*你的任务*. 把下面关于Delphi中Boyer-Moore字符串搜索的帖子里从“使用这个Boyer-Moor”到“to Dorin Duminica.”的那一段原样照录出来。

*阅读文本*.

Delphi 2010中是否有Boyer-Moore字符串搜索、快速搜索和替换函数以及快速字符串计数的功能?

19
我需要三个快速的针对大字符串的函数:快速查找、快速查找和替换,以及在字符串中快速计算子字符串数量。
我已经在C++和Python中使用了Boyer-Moore字符串搜索,但我发现唯一一个用于实现快速搜索和替换的Delphi Boyer-Moore算法是Peter Morris的FastStrings,他曾经在DroopyEyes软件公司工作,但他的网站和电子邮件都已失效。
我已经将FastStrings移植到Delphi 2009/2010中,使其适用于AnsiStrings,其中一个字节等于一个AnsiChar,但是要使它们也适用于Delphi 2010中的String(UnicodeString)似乎不容易。
使用这个Boyer-Moore算法,应该可以轻松地进行大小写不敏感的搜索,以及进行大小写不敏感的搜索和替换,而不需要任何临时字符串(使用StrUpper等),也不需要调用Pos(),当需要重复在相同文本上进行搜索时,Boyer-Moore搜索比它更快。
2个回答

12
这个答案已经完整并且适用于区分大小写模式,但不适用于不区分大小写模式,而且可能存在其他错误,因为它没有进行很好的单元测试,并且可能可以进一步优化,例如我重复了本地函数__SameChar而没有使用比较函数回调,这样会更快,实际上,允许用户为所有这些传递比较函数对于想要提供一些额外逻辑(某些语言的等价Unicode字形集)的Unicode用户来说是很好的。基于Dorin Dominica的代码,我构建了以下内容。
{ _FindStringBoyer:
  Boyer-Moore search algorith using regular String instead of AnsiSTring, and no ASM.
  Credited to Dorin Duminica.
}
function _FindStringBoyer(const sString, sPattern: string;
  const bCaseSensitive: Boolean = True; const fromPos: Integer = 1): Integer;

    function __SameChar(StringIndex, PatternIndex: Integer): Boolean;
    begin
      if bCaseSensitive then
        Result := (sString[StringIndex] = sPattern[PatternIndex])
      else
        Result := (CompareText(sString[StringIndex], sPattern[PatternIndex]) = 0);
    end; // function __SameChar(StringIndex, PatternIndex: Integer): Boolean;

var
  SkipTable: array [Char] of Integer;
  LengthPattern: Integer;
  LengthString: Integer;
  Index: Integer;
  kIndex: Integer;
  LastMarker: Integer;
  Large: Integer;
  chPattern: Char;
begin
  if fromPos < 1 then
    raise Exception.CreateFmt('Invalid search start position: %d.', [fromPos]);
  LengthPattern := Length(sPattern);
  LengthString := Length(sString);
  for chPattern := Low(Char) to High(Char) do
    SkipTable[chPattern] := LengthPattern;
  for Index := 1 to LengthPattern -1 do
    SkipTable[sPattern[Index]] := LengthPattern - Index;
  Large := LengthPattern + LengthString + 1;
  LastMarker := SkipTable[sPattern[LengthPattern]];
  SkipTable[sPattern[LengthPattern]] := Large;
  Index := fromPos + LengthPattern -1;
  Result := 0;
  while Index <= LengthString do begin
    repeat
      Index := Index + SkipTable[sString[Index]];
    until Index > LengthString;
    if Index <= Large then
      Break
    else
      Index := Index - Large;
    kIndex := 1;
    while (kIndex < LengthPattern) and __SameChar(Index - kIndex, LengthPattern - kIndex) do
      Inc(kIndex);
    if kIndex = LengthPattern then begin
      // Found, return.

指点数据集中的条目
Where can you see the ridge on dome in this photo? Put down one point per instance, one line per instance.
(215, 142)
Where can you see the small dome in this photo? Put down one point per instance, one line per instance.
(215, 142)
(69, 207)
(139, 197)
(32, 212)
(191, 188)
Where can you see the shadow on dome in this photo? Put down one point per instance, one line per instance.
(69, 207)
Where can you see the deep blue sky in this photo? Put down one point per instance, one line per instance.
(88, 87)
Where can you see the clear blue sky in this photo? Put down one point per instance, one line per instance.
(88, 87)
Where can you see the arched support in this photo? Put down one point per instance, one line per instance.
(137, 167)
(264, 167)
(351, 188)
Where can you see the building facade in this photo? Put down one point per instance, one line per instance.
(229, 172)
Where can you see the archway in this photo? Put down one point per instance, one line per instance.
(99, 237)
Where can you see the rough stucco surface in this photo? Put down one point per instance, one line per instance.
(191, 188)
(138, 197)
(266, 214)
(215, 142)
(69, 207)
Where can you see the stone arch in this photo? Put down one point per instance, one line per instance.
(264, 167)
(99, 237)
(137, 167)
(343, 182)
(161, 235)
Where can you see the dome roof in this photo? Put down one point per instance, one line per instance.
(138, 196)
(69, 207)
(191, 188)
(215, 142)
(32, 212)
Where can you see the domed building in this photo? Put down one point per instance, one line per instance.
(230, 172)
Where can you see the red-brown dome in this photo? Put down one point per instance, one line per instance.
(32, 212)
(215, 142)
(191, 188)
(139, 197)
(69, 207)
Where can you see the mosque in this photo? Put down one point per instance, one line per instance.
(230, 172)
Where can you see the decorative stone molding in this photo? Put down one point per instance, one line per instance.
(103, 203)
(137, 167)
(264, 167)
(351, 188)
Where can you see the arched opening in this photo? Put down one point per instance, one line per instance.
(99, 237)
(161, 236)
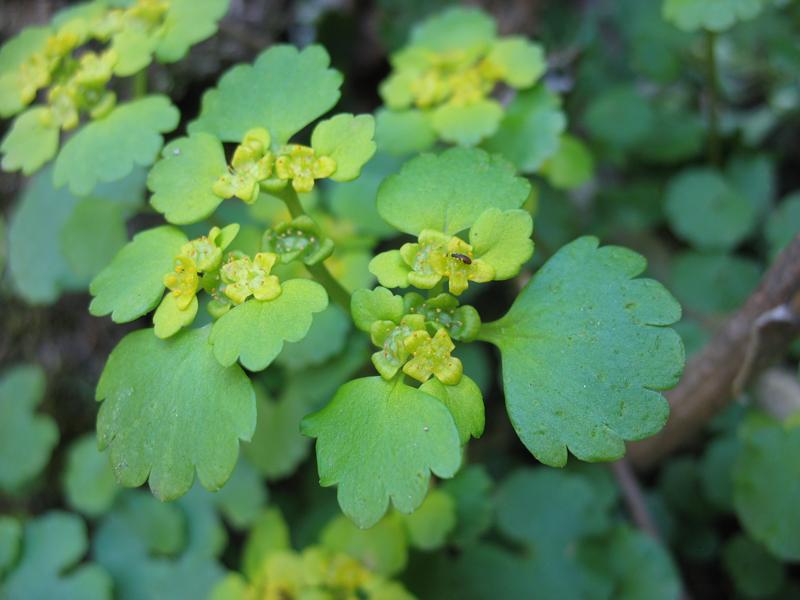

*结果*.
使用这个Boyer-Moore算法,应该可以轻松地进行大小写不敏感的搜索,以及进行大小写不敏感的搜索和替换,而不需要任何临时字符串(使用StrUpper等),也不需要调用Pos(),当需要重复在相同文本上进行搜索时,Boyer-Moore搜索比它更快。
2个回答

12
这个答案已经完整并且适用于区分大小写模式,但不适用于不区分大小写模式,而且可能存在其他错误,因为它没有进行很好的单元测试,并且可能可以进一步优化,例如我重复了本地函数__SameChar而没有使用比较函数回调,这样会更快,实际上,允许用户为所有这些传递比较函数对于想要提供一些额外逻辑(某些语言的等价Unicode字形集)的Unicode用户来说是很好的。基于Dorin Dominica的代码,我构建了以下内容。
{ _FindStringBoyer:
  Boyer-Moore search algorith using regular String instead of AnsiSTring, and no ASM.
  Credited to Dorin Duminica.